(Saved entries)
◇ ◇ ◇ ◇ ◇ ◇ ◇

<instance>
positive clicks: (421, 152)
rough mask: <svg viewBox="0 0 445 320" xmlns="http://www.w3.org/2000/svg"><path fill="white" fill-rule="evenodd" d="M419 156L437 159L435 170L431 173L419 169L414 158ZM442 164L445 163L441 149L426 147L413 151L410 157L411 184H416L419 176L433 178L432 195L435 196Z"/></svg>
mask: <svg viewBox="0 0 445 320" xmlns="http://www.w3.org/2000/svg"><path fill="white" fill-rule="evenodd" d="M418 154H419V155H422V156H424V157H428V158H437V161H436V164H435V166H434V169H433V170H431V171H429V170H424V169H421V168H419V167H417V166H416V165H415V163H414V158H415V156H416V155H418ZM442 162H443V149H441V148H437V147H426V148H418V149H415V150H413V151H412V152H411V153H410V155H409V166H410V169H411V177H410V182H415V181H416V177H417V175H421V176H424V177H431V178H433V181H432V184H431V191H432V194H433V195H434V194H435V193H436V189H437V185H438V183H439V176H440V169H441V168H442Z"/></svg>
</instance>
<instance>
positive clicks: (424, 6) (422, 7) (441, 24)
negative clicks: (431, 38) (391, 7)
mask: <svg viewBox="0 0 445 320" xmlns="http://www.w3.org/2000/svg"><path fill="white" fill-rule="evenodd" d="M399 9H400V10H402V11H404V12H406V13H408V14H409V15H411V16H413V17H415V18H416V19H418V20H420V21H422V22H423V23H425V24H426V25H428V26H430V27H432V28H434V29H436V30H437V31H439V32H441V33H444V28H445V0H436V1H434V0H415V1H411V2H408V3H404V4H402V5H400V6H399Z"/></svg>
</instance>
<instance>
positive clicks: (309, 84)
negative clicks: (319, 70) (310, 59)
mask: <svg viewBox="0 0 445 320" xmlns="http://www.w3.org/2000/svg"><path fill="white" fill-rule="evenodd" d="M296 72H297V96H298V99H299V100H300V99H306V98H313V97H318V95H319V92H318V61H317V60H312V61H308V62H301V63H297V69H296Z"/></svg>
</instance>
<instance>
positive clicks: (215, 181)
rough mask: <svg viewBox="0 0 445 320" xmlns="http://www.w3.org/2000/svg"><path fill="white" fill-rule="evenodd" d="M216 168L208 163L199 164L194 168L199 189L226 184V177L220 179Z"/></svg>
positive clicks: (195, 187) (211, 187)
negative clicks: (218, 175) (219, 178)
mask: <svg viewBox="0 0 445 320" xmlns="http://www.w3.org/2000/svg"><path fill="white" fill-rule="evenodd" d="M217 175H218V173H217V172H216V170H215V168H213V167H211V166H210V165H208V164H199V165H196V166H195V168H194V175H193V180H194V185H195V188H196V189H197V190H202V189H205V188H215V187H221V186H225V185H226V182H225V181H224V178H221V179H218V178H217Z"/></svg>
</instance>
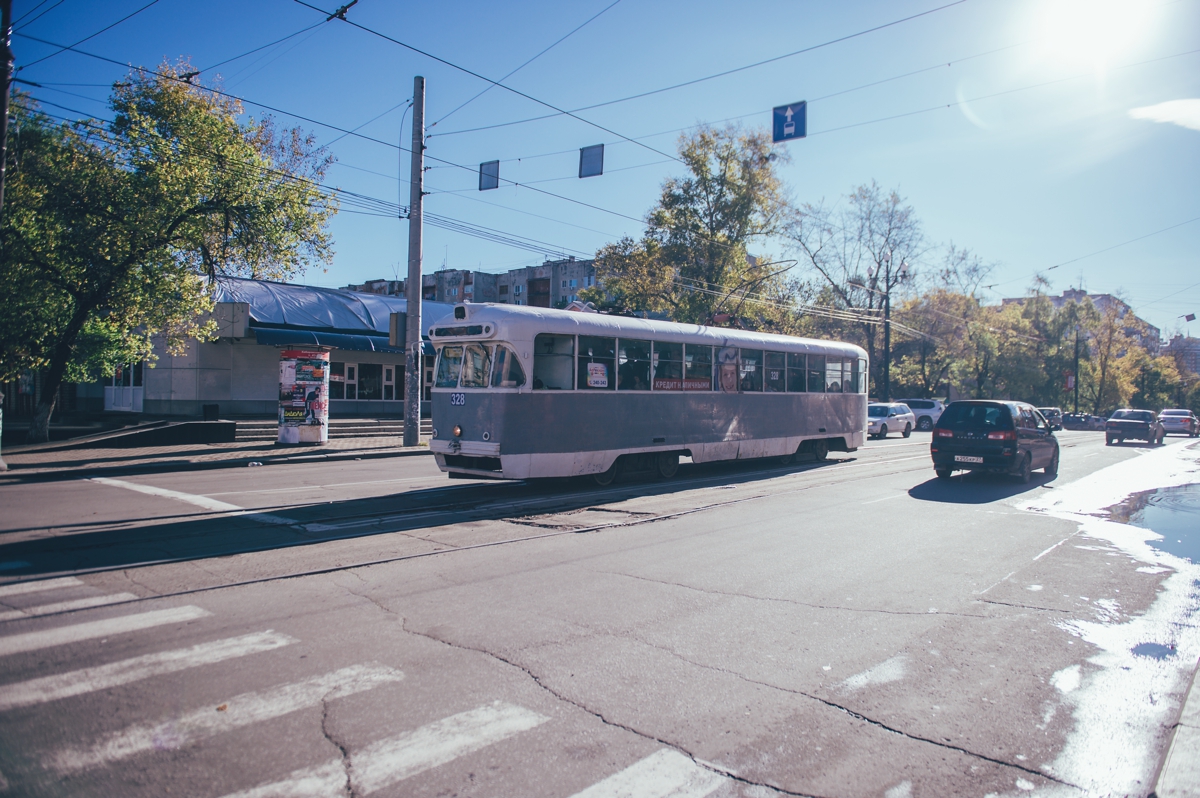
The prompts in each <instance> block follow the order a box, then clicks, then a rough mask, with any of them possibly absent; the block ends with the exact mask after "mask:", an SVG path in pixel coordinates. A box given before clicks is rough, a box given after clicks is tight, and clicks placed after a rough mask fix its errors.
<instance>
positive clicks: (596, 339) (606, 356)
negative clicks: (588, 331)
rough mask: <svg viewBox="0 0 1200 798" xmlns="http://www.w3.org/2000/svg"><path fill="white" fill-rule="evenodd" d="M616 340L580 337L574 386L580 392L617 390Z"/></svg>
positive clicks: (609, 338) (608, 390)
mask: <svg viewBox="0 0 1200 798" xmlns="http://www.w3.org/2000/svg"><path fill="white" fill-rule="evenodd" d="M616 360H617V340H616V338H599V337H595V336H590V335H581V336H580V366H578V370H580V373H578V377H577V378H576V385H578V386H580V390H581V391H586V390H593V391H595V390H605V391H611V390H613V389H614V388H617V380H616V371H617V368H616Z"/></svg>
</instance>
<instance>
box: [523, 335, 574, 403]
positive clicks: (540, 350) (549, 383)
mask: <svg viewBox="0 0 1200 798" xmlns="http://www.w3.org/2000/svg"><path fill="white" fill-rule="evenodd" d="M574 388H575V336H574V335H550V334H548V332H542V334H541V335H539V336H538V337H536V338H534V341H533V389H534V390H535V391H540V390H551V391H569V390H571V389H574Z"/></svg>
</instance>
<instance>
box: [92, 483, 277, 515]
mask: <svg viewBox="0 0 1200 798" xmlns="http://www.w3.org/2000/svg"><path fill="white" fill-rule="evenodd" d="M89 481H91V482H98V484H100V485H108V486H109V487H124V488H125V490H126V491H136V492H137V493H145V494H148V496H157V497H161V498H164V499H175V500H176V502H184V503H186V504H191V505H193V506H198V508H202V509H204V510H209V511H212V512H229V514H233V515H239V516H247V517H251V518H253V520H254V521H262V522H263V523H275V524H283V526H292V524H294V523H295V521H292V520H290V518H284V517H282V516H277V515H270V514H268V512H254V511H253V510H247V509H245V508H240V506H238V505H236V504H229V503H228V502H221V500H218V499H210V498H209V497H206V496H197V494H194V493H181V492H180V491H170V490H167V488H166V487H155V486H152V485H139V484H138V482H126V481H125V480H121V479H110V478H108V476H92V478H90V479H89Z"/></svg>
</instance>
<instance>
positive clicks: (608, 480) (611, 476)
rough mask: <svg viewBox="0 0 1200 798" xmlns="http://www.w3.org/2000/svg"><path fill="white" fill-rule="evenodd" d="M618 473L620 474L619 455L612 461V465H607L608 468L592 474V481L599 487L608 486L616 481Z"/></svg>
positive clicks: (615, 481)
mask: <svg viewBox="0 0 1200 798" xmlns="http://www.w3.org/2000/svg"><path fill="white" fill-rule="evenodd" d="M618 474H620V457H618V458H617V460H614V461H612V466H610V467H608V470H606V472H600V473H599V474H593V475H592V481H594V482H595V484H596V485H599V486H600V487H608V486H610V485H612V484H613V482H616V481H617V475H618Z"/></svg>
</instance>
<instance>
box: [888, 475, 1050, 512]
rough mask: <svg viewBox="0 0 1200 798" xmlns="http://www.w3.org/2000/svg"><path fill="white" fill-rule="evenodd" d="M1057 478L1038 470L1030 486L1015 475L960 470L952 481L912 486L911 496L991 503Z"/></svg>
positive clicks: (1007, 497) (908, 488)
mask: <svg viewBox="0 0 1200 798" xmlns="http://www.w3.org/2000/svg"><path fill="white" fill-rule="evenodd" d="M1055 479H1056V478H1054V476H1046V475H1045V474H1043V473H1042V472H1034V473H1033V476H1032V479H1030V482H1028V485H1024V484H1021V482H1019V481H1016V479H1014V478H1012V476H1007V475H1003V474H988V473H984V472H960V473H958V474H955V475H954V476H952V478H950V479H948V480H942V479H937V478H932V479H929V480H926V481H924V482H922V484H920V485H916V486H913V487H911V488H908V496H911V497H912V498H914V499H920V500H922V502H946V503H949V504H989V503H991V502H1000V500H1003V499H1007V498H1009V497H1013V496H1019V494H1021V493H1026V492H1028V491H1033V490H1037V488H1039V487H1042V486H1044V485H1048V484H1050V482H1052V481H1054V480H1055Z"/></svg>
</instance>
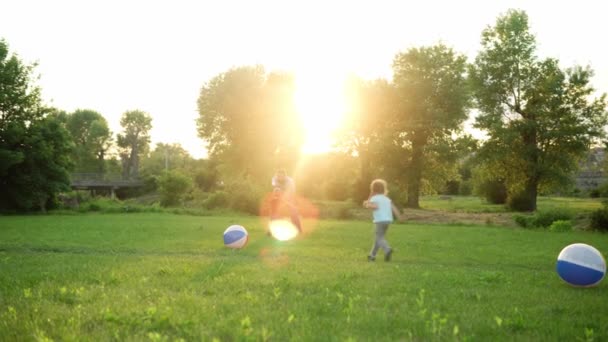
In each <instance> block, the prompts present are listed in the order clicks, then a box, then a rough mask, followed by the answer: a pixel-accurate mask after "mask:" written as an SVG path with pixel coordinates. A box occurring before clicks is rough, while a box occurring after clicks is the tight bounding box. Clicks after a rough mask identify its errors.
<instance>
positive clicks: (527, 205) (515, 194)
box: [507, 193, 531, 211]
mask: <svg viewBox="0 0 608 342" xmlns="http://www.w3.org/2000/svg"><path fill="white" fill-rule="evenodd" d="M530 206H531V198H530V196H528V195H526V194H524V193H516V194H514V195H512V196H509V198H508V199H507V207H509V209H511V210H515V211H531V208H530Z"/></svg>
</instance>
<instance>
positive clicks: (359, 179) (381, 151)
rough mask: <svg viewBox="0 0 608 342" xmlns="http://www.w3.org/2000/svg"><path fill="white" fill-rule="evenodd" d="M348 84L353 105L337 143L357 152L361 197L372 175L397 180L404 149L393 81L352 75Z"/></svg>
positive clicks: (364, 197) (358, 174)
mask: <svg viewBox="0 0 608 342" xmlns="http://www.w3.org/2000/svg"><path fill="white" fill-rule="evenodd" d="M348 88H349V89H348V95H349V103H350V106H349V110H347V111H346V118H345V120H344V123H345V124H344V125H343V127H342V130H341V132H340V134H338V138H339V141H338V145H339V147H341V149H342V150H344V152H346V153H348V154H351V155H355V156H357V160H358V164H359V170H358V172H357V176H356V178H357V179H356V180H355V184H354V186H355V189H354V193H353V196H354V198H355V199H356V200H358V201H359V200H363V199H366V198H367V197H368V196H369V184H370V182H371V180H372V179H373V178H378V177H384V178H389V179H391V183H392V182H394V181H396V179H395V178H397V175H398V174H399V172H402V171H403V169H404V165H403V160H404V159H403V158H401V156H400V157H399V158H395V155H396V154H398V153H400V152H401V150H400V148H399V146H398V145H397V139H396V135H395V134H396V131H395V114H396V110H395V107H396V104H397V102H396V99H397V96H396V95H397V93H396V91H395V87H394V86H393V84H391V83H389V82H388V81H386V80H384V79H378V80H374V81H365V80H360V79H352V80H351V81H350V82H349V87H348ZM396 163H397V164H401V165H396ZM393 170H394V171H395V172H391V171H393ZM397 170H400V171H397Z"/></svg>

◇ ◇ ◇ ◇ ◇ ◇ ◇

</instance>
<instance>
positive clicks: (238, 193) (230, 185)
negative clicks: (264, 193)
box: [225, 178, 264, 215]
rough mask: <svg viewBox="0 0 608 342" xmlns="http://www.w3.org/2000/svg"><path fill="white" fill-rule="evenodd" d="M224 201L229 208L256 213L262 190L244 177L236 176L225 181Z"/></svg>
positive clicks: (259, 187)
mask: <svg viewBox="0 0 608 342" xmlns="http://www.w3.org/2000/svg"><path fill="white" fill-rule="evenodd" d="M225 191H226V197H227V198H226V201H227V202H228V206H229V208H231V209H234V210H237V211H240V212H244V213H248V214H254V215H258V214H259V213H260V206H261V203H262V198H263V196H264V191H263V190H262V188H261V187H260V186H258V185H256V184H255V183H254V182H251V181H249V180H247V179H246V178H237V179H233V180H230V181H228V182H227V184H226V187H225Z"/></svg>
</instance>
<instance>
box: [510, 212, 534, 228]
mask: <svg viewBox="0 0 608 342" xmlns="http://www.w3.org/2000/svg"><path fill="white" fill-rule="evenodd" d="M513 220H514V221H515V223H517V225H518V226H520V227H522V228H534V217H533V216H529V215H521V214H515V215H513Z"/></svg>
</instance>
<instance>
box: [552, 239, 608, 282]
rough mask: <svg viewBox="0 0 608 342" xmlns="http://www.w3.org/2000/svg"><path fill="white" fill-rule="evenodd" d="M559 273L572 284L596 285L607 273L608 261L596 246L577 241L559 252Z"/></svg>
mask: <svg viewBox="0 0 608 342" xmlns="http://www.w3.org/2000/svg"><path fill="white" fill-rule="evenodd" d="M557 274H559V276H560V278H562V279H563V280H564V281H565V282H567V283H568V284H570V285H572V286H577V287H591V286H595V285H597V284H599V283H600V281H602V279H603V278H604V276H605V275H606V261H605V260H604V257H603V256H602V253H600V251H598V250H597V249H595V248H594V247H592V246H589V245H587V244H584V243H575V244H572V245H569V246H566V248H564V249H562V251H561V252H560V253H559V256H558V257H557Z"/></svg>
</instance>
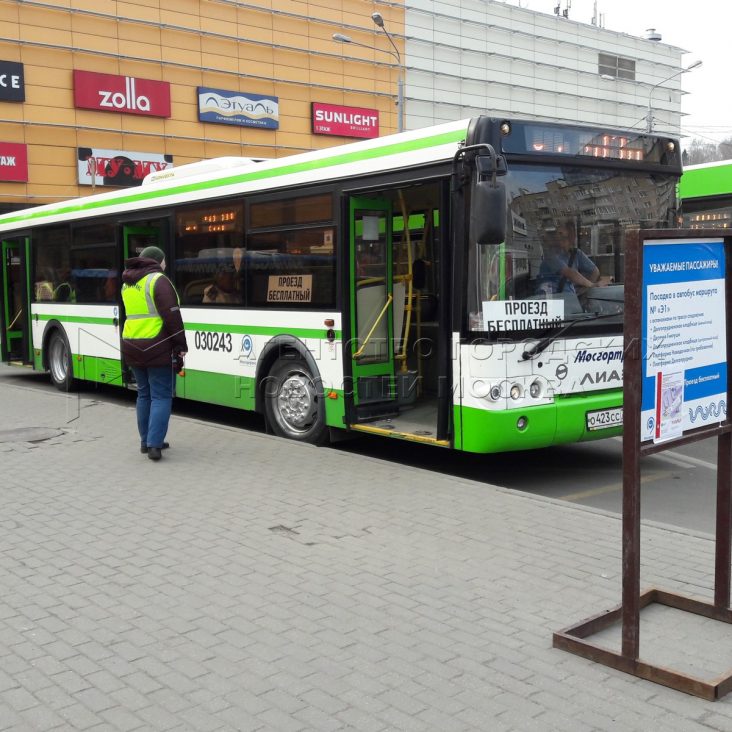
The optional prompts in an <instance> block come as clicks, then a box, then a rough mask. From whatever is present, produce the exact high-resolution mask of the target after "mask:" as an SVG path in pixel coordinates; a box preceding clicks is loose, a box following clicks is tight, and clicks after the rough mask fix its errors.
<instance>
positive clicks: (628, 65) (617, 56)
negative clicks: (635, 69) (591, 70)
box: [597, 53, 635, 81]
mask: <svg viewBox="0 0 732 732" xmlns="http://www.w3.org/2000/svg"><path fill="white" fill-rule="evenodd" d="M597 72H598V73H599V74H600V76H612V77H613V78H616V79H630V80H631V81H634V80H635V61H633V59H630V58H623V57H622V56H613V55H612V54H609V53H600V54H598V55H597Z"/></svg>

◇ ◇ ◇ ◇ ◇ ◇ ◇

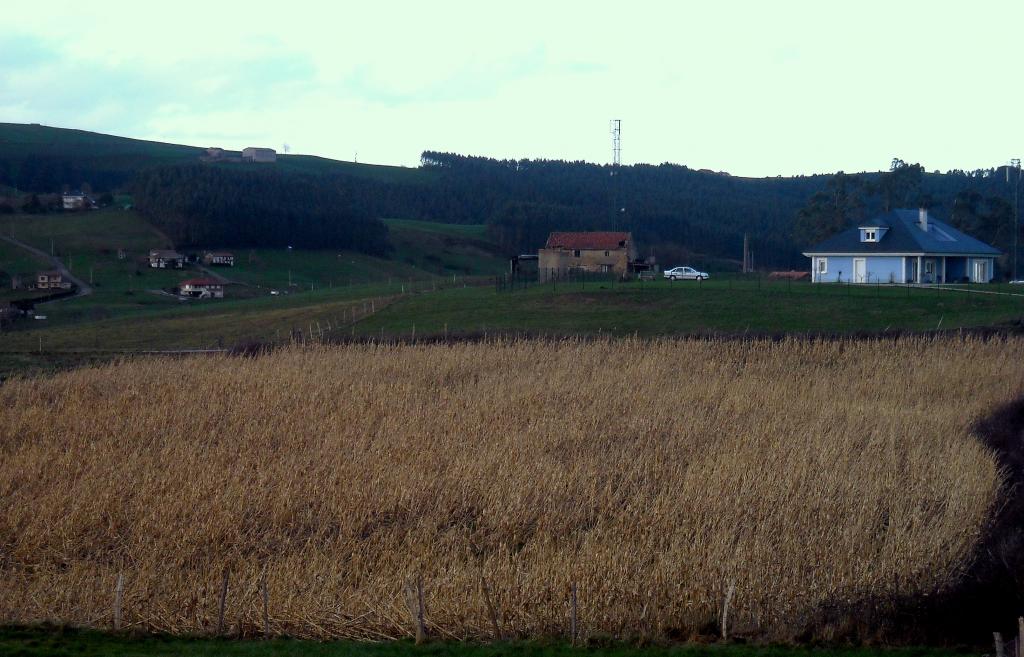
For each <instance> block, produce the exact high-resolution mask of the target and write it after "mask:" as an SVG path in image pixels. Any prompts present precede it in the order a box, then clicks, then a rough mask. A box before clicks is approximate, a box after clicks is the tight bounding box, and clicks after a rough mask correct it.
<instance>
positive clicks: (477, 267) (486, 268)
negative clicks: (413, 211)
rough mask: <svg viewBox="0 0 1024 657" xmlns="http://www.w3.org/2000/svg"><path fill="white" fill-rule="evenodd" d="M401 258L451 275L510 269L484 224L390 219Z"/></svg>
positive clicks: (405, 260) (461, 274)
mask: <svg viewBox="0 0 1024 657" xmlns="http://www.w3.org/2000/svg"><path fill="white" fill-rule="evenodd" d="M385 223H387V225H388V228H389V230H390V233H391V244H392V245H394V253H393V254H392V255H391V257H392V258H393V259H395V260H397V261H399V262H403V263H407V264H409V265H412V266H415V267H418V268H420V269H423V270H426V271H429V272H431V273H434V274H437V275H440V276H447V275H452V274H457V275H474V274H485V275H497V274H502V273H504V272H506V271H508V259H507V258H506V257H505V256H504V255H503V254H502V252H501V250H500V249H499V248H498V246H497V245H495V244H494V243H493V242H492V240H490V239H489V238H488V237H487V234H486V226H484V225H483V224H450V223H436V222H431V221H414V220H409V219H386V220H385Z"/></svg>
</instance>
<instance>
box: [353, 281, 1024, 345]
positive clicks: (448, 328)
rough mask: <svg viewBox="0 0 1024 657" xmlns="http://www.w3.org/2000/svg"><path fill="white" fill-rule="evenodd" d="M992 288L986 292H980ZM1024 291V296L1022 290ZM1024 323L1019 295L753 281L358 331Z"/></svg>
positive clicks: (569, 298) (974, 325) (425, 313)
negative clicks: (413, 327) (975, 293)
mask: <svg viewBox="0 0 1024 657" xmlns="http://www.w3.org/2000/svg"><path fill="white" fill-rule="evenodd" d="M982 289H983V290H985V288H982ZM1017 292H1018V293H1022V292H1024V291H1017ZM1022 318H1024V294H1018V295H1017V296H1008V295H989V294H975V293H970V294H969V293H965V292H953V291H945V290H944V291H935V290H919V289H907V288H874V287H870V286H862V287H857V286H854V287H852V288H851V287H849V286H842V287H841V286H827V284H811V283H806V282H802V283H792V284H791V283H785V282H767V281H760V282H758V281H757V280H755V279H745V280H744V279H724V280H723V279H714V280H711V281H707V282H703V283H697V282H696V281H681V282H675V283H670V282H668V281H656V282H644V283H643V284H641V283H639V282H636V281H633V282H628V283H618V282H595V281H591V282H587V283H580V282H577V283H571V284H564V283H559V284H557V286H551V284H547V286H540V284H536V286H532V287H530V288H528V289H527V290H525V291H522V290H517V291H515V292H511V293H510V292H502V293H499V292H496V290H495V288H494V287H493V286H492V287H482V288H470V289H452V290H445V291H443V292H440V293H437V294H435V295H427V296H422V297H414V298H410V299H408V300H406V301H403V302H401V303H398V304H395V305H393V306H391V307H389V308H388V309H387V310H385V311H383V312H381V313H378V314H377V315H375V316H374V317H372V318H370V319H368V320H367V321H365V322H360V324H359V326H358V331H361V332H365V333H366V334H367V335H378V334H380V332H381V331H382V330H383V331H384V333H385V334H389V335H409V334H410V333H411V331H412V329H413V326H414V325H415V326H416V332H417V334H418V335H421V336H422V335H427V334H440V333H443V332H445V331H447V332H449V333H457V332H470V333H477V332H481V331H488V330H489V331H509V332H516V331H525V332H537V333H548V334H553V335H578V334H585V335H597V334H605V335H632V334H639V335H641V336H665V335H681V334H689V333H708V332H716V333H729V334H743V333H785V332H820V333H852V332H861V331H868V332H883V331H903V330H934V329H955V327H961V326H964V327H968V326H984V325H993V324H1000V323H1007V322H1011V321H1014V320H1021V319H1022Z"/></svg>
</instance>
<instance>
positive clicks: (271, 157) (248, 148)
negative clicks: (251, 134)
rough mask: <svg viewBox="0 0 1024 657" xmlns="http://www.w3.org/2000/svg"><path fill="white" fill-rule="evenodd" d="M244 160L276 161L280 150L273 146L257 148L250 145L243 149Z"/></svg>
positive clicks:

◇ ◇ ◇ ◇ ◇ ◇ ◇

• **What you will do**
Reproduce the lines from the one containing "For each <instance>" through the one containing "positive clicks: (569, 298)", switching "rough mask" to "coarse mask" and leaving everything else unchanged.

• **Your solution**
For each <instance> block, produce the exact high-resolution mask of the target and write it after "mask:" as an SVG path in image pixels. Any prompts present precede it in the order a box, then clicks, then a coarse mask. A box before clicks is approximate, a box after clicks is the tight bounding box, and clicks after a coarse mask correct it.
<instance>
positive clicks: (477, 267) (486, 268)
negative clicks: (413, 211)
coarse mask: <svg viewBox="0 0 1024 657" xmlns="http://www.w3.org/2000/svg"><path fill="white" fill-rule="evenodd" d="M401 258L451 275L510 269L484 224L390 219Z"/></svg>
positive clicks: (405, 260) (461, 274)
mask: <svg viewBox="0 0 1024 657" xmlns="http://www.w3.org/2000/svg"><path fill="white" fill-rule="evenodd" d="M385 223H387V225H388V228H389V230H390V233H391V244H392V245H394V253H393V254H392V255H391V257H392V258H393V259H395V260H397V261H399V262H403V263H407V264H409V265H412V266H415V267H418V268H420V269H423V270H426V271H429V272H431V273H434V274H437V275H440V276H447V275H452V274H457V275H474V274H485V275H497V274H502V273H504V272H506V271H508V259H507V258H506V257H505V256H504V255H503V254H502V252H501V250H500V249H499V248H498V246H497V245H495V244H494V243H493V242H492V240H490V239H489V238H488V237H487V234H486V226H484V225H483V224H450V223H436V222H431V221H414V220H409V219H386V220H385Z"/></svg>
</instance>
<instance>
box: [353, 281, 1024, 345]
positive clicks: (448, 328)
coarse mask: <svg viewBox="0 0 1024 657" xmlns="http://www.w3.org/2000/svg"><path fill="white" fill-rule="evenodd" d="M992 288L986 292H980ZM1024 291V296L1022 290ZM1024 323L1019 295L753 281L358 331Z"/></svg>
positive clicks: (569, 298) (974, 325) (425, 313)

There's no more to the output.